# Stated exercise:
Reproduce the lines of the data below, starting at the line that contains "For the mapping pass, tag each instance of the metal leg" and ending at the last line of the data, with "mapping pass" renamed to "labeling pass" and nothing else altered.

----------

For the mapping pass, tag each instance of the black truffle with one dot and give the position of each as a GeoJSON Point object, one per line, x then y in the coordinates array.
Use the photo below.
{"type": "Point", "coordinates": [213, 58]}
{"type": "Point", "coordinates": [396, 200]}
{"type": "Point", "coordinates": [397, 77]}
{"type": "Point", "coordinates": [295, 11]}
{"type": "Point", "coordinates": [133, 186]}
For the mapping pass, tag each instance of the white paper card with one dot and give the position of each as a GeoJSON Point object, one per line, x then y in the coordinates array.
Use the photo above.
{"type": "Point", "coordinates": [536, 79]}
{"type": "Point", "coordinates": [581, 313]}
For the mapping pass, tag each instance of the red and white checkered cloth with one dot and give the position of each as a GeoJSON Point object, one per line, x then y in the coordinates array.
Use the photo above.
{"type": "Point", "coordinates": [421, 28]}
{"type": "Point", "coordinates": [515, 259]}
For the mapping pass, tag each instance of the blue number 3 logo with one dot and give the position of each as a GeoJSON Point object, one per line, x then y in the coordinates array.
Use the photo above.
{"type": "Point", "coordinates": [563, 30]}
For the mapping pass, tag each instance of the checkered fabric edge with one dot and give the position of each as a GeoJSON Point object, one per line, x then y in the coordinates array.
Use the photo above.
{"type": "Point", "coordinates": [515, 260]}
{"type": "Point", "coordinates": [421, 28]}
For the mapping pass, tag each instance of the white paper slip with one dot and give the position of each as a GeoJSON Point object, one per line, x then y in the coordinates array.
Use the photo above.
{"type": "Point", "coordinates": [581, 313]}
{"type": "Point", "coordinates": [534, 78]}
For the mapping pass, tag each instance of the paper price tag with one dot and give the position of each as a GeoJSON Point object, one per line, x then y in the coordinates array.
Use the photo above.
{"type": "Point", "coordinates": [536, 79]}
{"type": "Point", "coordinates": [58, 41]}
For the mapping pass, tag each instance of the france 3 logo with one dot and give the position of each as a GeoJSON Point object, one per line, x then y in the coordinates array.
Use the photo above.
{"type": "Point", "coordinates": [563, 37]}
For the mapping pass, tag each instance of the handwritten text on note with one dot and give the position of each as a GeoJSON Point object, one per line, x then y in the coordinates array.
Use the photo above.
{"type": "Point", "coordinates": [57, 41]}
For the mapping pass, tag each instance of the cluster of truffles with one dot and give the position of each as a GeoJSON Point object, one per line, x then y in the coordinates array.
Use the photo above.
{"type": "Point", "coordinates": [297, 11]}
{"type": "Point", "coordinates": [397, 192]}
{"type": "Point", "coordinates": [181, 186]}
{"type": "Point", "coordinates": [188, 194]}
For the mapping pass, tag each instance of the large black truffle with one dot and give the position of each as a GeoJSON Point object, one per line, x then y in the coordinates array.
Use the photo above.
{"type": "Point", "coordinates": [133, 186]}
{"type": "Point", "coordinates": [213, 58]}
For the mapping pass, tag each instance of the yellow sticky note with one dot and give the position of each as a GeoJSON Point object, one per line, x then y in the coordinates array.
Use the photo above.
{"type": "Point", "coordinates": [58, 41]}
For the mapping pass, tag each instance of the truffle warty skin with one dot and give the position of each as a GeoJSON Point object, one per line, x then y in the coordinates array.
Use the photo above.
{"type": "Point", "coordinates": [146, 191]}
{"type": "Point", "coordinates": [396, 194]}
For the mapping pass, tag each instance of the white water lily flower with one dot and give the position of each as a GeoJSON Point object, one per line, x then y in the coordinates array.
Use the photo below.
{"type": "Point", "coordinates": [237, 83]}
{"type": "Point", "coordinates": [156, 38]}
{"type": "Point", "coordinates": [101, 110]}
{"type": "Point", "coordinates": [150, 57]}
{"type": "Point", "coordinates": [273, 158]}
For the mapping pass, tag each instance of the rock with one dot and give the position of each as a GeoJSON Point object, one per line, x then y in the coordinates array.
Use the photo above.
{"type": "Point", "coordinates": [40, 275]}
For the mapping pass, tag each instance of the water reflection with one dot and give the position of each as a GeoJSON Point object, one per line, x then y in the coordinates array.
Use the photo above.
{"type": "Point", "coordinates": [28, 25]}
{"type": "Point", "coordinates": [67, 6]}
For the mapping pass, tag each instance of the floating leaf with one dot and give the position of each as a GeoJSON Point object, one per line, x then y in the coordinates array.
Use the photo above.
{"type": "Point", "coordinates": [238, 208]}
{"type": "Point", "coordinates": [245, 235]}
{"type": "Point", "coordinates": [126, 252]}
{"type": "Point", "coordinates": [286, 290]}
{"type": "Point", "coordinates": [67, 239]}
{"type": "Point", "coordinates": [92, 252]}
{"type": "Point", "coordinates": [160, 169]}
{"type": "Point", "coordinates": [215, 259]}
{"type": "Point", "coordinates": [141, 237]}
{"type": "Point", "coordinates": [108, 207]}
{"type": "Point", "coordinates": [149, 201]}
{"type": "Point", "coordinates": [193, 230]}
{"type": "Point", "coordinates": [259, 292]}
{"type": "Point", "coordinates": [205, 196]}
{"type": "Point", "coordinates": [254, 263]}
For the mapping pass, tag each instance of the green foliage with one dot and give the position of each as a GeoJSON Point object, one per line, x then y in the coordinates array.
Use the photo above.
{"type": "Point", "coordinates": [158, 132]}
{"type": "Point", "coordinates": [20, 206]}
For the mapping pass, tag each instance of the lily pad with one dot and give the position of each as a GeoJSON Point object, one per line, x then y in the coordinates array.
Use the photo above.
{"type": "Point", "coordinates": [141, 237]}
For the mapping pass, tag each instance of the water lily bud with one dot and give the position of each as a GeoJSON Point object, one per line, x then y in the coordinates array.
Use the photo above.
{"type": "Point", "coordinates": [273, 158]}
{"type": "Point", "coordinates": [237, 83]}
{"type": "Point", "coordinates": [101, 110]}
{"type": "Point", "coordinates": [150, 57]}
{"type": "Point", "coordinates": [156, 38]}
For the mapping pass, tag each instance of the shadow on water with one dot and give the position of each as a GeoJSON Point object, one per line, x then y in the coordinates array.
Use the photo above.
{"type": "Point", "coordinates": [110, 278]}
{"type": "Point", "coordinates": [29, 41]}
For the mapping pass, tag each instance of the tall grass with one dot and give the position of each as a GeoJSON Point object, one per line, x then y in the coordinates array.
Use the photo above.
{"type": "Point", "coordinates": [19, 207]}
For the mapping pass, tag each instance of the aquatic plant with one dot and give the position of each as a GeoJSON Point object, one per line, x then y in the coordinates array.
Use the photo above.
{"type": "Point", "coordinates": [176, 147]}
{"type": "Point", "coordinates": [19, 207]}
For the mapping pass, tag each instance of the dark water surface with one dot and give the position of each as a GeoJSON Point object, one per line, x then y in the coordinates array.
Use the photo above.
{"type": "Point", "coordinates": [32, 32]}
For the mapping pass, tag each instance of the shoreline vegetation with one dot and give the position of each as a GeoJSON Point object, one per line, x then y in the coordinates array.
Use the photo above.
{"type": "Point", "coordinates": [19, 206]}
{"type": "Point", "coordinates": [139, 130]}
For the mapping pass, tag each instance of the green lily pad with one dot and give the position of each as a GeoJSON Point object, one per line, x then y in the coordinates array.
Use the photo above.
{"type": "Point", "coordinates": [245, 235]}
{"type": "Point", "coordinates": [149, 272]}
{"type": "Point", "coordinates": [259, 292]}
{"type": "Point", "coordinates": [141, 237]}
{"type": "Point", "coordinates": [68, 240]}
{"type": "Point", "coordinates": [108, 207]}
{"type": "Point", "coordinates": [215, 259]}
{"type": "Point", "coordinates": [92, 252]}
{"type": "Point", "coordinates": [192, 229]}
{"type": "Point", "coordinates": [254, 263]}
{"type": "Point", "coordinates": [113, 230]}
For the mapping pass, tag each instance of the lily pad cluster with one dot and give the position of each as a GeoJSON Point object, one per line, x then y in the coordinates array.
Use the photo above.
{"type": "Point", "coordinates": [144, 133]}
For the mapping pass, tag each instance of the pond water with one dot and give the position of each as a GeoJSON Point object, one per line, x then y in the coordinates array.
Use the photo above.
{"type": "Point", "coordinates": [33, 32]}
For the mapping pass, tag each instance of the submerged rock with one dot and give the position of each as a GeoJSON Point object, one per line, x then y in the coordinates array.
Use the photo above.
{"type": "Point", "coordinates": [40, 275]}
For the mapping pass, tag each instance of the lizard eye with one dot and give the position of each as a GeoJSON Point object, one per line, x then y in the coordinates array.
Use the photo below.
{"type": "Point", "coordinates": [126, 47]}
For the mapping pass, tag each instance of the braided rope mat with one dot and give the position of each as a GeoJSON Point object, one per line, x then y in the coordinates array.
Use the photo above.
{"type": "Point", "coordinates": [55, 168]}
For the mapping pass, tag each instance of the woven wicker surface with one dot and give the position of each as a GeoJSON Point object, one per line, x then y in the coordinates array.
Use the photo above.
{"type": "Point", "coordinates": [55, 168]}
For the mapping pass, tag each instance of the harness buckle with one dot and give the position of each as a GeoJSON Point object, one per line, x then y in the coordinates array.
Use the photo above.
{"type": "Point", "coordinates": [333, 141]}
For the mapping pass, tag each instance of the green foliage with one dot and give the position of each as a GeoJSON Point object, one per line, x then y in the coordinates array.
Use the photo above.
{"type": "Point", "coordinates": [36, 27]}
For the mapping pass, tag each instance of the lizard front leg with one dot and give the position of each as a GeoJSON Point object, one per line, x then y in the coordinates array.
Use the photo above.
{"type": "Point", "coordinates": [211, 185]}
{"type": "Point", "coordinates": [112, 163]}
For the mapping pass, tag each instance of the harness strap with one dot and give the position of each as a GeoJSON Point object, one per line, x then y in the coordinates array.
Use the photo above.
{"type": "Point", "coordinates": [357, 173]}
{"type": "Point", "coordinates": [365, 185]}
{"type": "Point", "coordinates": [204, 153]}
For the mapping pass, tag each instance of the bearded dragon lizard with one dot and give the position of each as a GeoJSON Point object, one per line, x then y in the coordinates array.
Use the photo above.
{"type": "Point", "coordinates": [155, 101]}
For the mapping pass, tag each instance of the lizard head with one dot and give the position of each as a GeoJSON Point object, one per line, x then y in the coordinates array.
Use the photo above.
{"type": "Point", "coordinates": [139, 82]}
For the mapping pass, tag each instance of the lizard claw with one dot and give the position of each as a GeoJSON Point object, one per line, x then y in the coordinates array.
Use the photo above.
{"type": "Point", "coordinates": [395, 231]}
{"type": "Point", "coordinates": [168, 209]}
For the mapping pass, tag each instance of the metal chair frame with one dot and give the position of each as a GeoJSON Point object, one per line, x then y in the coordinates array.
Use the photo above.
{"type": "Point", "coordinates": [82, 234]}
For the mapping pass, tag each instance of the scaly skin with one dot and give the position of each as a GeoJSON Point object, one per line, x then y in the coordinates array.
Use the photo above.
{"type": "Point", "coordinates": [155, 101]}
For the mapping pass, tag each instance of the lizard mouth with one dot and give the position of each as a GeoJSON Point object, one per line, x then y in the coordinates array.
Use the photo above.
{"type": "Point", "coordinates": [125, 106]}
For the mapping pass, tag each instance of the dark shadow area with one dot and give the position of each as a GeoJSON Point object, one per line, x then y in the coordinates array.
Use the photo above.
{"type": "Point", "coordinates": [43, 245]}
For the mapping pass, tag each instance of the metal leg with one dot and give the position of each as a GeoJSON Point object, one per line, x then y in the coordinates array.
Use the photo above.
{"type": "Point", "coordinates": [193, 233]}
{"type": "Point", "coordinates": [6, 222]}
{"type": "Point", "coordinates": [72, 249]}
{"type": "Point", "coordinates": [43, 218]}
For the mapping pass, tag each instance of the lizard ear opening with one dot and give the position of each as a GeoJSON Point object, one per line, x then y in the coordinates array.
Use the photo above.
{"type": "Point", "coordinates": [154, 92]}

----------

# Answer for this exercise:
For the labeling pass, tag each instance of the metal leg with one dot and give the position of each as a GeoJSON Point object, one per line, x then y in the coordinates array.
Use the photo above.
{"type": "Point", "coordinates": [193, 233]}
{"type": "Point", "coordinates": [6, 222]}
{"type": "Point", "coordinates": [72, 249]}
{"type": "Point", "coordinates": [43, 218]}
For the labeling pass, tag each instance of the lizard ear opening with one dot and give the position of each as a GeoJSON Point object, one per line, x then y in the coordinates array.
Use the photo above.
{"type": "Point", "coordinates": [154, 92]}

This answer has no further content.